** start Data in this exercise **

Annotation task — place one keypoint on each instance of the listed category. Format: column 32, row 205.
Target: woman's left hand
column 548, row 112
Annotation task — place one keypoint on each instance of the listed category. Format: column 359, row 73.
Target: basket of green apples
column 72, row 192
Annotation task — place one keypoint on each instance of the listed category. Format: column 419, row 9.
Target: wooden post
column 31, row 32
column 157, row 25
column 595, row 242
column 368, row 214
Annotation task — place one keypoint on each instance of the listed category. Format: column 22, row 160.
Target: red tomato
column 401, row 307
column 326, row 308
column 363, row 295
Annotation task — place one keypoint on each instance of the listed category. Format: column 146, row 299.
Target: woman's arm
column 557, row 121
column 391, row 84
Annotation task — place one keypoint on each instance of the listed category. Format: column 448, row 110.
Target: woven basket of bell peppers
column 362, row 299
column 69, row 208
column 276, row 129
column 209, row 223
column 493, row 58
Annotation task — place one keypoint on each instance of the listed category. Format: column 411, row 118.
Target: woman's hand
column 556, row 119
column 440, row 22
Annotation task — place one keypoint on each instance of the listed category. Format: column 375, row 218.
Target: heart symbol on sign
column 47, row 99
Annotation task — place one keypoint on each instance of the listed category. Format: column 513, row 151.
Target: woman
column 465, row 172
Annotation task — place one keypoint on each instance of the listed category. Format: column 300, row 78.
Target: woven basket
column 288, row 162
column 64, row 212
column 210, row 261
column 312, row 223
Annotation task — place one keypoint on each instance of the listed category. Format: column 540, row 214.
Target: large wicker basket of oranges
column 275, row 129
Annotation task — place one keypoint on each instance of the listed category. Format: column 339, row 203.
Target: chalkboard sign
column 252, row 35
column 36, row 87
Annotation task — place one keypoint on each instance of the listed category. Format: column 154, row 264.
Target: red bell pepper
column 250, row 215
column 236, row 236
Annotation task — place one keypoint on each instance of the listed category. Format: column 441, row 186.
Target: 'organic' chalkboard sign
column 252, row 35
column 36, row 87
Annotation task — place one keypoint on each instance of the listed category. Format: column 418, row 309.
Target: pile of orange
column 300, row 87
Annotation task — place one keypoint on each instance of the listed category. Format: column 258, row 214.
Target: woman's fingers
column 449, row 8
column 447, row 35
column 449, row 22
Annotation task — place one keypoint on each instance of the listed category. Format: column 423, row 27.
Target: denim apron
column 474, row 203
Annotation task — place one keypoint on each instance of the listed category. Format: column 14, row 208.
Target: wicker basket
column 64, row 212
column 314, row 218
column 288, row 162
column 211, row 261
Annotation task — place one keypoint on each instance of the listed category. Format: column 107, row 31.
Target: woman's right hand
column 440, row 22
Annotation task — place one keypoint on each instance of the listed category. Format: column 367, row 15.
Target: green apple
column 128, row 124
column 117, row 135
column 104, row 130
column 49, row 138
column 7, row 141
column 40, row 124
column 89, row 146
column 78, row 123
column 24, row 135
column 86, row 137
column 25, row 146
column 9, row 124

** end Data in this exercise **

Lines from the one containing "418, row 309." through the final line are to be given again verbatim, with nothing before or after.

Final result
Annotation task — place one keypoint on each instance of the listed category. Format: column 418, row 309.
Target: pile of orange
column 300, row 87
Annotation task — place one keypoint on each instance of the listed category. Format: column 258, row 214.
Target: woman's fingers
column 449, row 8
column 447, row 35
column 449, row 22
Annotation task — place one keypoint on each instance of the listed category. Format: column 423, row 27.
Target: denim apron
column 474, row 203
Annotation task — place one keypoint on each instance of the listed category. Format: column 14, row 208.
Target: wicker basket
column 64, row 212
column 314, row 218
column 288, row 162
column 211, row 261
Annotation task — place one keypoint on each instance of the listed category. Format: column 107, row 31.
Target: woman's right hand
column 440, row 22
Annotation task — place one keypoint on each instance of the listed category. Format: column 367, row 15.
Target: green apple
column 128, row 124
column 117, row 135
column 104, row 130
column 49, row 138
column 7, row 141
column 40, row 124
column 89, row 146
column 78, row 123
column 24, row 135
column 86, row 137
column 25, row 146
column 9, row 124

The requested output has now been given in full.